* [Document section]:
*** Begin section ***

The future of a much-loved community gym in Hampstead hangs in the balance after the council set a four-month deadline for the sale of the property.

Camden Council’s cabinet met at Camden Town Hall last night to discuss the future of The Armoury, a charity-run gym in Pond Street, which the council wishes to sell as part of the Community Investment Programme (CIP).

At the meeting, the cabinet agreed that the facility is “surplus to requirements” and gave the Jubilee Hall Trust (JHT), which runs the gym, four months to agree the terms of a 50-year lease on the building.

If the trust fails to agree a deal with the council before the four-month deadline, the gym will be sold on the free market to a private developer.

Cllr Theo Blackwell, cabinet member for finance, told the meeting: “The decision on this paper isn’t to sell The Armoury tomorrow or the next day but to continue negotiations with [the trust] and to try and find a win, win [situation] for the community which goes some way to meeting the council’s massive capital problems.”

The public gallery at last night’s meeting was packed with supporters of the gym brandishing signs reading “Save The Armoury”.

Under JHT, the gym offers discounted rates to local residents as well as accommodating patients and staff from the Royal Free Hospital.

In 2010, The Armoury did not renew its lease on 25 Pond Street and since then the council, which owns the property, has looked to offload the building as part of the CIP, under which some council-owned buildings will be sold and the profit spent on schools and council housing.

The council is offering to sell the premises to the trust or to extend the lease at a substantially higher price than the previous one.

However, the £1.5million sale price is more than double the amount the charity is prepared to offer and the trust believe the community gym is simply not worth that amount.

Last night, Cllr Blackwell added: “We have a duty to protect the taxpayer’s assets here in Camden. We have been prepared to be very flexible, offering a substantially reduced rate on the lease for the first 12 years to [help the JHT] deal with the capital costs.”

Hampstead Town councillor Linda Chung (Liberal Democrat), a board member of the JHT and a regular user of the gym, addressed the cabinet last night.

She said: “We in Camden should be proud of this gym. It’s good for mental health and good for equalities and social mix. It stops community breakdown.

“Please don’t regard it just as a building open to development. You have the power to save our gym and let it carry on its good work.”

*** End section ***

* [Region pointing data]:

*** Begin section ***

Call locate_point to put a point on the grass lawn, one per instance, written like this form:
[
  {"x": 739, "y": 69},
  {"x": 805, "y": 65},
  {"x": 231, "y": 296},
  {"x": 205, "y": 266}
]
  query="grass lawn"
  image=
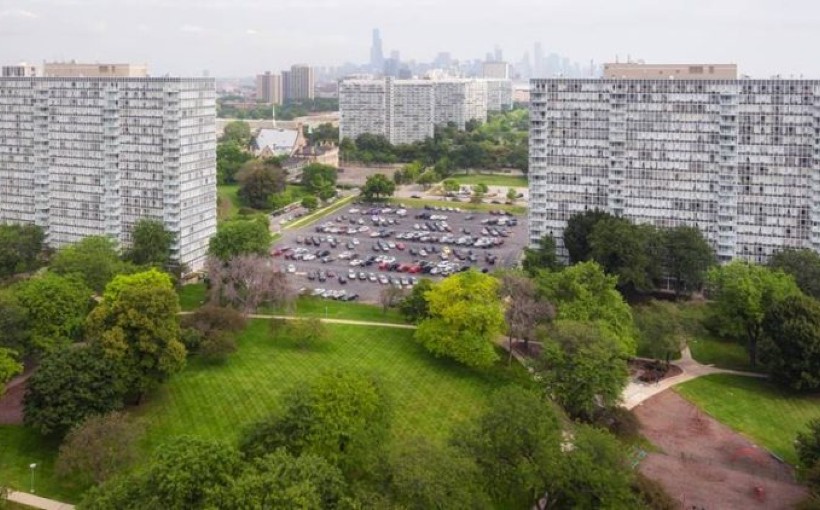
[
  {"x": 507, "y": 181},
  {"x": 430, "y": 396},
  {"x": 755, "y": 408},
  {"x": 464, "y": 206}
]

*** End section ***

* [Problem to work on]:
Answer these questions using the article on The Armoury gym.
(a) How long a period did the cabinet give the Jubilee Hall Trust, and what length of lease was it asked to agree terms on?
(b) In what year did The Armoury not renew its lease on 25 Pond Street?
(c) What role on the cabinet does Cllr Theo Blackwell hold?

* [Finished exercise]:
(a) The trust was given four months to agree the terms of a 50-year lease.
(b) It did not renew the lease in 2010.
(c) He is the cabinet member for finance.